*** Opening Extract to read ***

How do you follow Chanel's fictional Parthenon, recreated inside the Grand Palais? Dior's desert extravaganza complete with branded hot air balloons, sweeping vistas and Rihanna? Or Louis Vuitton's elaborate celebration of Japan set in the dramatic mountains of Kyoto? If you're Alessandro Michele and Gucci, you set your collection inside Florence's Pitti Palace, against one of the world's most iconic art collections including more than 500 priceless works spanning Botticelli, Raphael, Titian, Correggio, and more. As the last show in a cruise season of big, bold and expensive runway statements, Michele provided one of the most visually lush experiences of all.
It takes a lot of dress to hold its own against a Caravaggio.
And Michele's distinctly maximalist aesthetic — rich jewel tones, opulent brocades, decadent crystals, supple furs, densely layered pearls and loud and proud prints — was up to the task. His clothes looked right at home among the Medici family's sprawling collection of gilded framed paintings.

*** Closing Extract to read ***
*** Opening Dataset content ***

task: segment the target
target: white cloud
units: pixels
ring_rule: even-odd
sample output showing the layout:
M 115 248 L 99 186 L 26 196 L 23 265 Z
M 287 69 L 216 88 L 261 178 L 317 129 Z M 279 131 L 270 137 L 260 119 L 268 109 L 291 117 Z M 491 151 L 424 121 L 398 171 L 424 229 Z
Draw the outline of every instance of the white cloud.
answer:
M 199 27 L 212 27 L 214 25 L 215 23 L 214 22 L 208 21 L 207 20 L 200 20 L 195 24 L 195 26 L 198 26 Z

*** Closing Dataset content ***

Work order 1 »
Copy the Gucci passage between "How do you follow" and "experiences of all.", inclusive.
Work order 2 »
In the Gucci passage, where did Alessandro Michele and Gucci set their collection?
Work order 3 »
Do these statements agree with the Gucci passage? Answer yes or no for each and quote the words that decide it. (a) Louis Vuitton's show celebrated Japan. (b) Gucci's show opened the cruise season. (c) The art collection at the venue includes more than 500 works.

Your response 1 »
How do you follow Chanel's fictional Parthenon, recreated inside the Grand Palais? Dior's desert extravaganza complete with branded hot air balloons, sweeping vistas and Rihanna? Or Louis Vuitton's elaborate celebration of Japan set in the dramatic mountains of Kyoto? If you're Alessandro Michele and Gucci, you set your collection inside Florence's Pitti Palace, against one of the world's most iconic art collections including more than 500 priceless works spanning Botticelli, Raphael, Titian, Correggio, and more. As the last show in a cruise season of big, bold and expensive runway statements, Michele provided one of the most visually lush experiences of all.

Your response 2 »
Inside Florence's Pitti Palace.

Your response 3 »
(a) Yes: "Louis Vuitton's elaborate celebration of Japan set in the dramatic mountains of Kyoto"
(b) No: "As the last show in a cruise season of big, bold and expensive runway statements"
(c) Yes: "including more than 500 priceless works spanning Botticelli, Raphael, Titian, Correggio, and more"